* _WHAT YOU SHOULD DO_
Gather every line of the records below that contains the string "berry", matching case exactly.

Excerpts of bounding box data:
--------------------
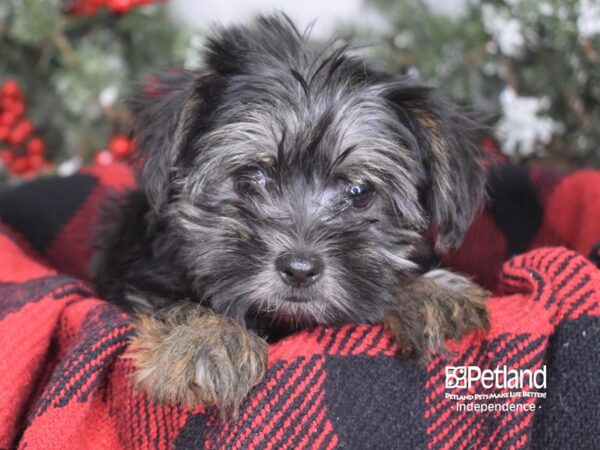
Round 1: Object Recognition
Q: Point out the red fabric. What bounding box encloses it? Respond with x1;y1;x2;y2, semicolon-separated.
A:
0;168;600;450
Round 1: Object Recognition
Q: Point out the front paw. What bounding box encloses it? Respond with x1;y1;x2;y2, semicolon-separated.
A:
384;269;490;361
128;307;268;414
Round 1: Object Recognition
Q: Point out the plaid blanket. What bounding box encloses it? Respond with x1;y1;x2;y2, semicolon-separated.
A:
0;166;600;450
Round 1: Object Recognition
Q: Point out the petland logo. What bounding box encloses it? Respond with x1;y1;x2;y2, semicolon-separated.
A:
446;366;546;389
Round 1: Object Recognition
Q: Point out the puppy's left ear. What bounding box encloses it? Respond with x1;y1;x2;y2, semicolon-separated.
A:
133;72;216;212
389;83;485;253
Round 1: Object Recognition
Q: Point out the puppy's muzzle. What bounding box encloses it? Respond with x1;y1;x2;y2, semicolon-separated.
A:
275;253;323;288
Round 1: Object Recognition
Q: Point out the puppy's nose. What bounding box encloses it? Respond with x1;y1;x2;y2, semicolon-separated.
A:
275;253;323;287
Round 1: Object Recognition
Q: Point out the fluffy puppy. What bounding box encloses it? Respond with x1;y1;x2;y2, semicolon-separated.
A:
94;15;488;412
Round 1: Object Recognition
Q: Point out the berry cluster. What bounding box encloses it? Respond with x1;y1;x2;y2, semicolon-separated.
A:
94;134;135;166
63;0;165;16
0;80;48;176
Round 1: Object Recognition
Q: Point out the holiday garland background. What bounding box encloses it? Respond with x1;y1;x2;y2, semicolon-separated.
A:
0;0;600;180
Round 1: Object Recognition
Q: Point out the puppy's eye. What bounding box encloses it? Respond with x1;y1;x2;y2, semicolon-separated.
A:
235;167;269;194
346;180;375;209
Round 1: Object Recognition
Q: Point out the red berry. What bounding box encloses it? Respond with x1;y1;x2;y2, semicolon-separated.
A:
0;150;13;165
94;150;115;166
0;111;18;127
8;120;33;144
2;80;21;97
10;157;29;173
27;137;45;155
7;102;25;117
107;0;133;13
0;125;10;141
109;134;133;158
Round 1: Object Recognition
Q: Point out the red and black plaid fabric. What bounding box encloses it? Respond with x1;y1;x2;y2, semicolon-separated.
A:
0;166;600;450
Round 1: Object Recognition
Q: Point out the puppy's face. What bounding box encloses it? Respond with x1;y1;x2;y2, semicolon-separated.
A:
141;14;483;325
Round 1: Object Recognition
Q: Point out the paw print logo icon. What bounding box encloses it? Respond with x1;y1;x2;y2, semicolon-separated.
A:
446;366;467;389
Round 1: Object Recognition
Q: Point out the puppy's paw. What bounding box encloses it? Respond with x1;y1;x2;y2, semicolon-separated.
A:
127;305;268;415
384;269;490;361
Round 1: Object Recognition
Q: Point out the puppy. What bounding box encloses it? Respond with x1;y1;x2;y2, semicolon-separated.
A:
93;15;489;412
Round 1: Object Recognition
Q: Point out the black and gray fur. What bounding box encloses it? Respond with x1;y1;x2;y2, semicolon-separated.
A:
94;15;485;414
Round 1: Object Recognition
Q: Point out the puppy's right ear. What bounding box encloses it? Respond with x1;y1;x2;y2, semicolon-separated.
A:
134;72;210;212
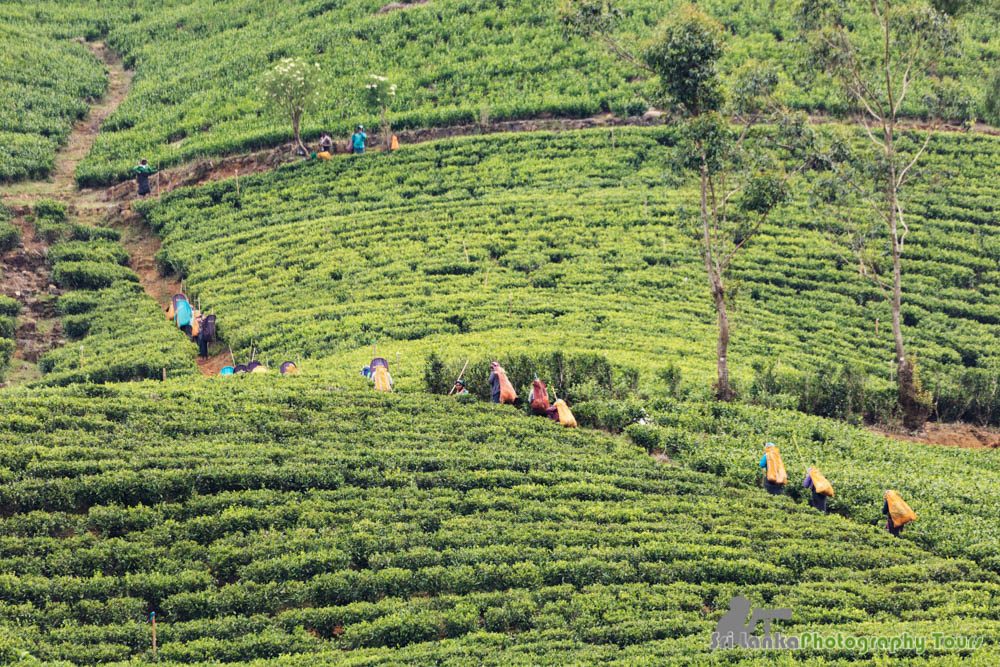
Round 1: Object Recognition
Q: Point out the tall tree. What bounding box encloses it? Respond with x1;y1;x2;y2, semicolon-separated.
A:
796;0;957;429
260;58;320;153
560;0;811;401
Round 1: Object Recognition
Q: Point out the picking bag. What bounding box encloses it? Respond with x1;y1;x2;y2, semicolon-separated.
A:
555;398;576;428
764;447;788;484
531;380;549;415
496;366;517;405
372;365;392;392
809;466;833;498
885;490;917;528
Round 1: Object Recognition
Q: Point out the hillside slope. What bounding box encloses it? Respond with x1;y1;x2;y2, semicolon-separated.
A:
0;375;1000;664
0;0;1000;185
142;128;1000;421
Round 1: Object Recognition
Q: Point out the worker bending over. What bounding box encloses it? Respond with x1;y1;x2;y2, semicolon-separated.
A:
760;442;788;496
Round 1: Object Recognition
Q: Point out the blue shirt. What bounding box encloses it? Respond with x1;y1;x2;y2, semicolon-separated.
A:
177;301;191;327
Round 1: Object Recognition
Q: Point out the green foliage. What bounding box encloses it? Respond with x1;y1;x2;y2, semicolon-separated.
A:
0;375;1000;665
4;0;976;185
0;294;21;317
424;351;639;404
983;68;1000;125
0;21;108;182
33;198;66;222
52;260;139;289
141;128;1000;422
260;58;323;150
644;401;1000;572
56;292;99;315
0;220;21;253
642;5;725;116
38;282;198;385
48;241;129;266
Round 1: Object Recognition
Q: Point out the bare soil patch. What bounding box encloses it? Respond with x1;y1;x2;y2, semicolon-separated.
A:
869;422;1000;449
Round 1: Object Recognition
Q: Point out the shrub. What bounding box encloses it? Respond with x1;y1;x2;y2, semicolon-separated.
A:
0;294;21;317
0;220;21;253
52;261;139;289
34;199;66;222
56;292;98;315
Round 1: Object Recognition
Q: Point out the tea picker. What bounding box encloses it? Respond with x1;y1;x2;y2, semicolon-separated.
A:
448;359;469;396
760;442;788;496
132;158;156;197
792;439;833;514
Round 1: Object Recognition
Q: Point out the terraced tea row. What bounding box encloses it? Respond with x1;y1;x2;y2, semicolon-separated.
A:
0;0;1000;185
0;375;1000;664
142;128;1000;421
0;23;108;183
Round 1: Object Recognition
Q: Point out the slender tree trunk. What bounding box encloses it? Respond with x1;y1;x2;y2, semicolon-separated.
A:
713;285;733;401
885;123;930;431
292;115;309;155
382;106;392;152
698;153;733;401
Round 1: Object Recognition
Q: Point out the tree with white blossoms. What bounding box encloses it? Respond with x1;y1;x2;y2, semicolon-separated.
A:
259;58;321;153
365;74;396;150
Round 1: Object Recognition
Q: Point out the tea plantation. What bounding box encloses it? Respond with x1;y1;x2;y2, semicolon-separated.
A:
--------------------
* _FULL OUTPUT_
Q: Point out the berry cluster. What bounding box encloses it? Respond with x1;y1;x2;y2, semicolon-separated.
Q: Point out the red berry. What bounding box encloses it? Respond with x1;y1;x2;y2, semicolon-separated.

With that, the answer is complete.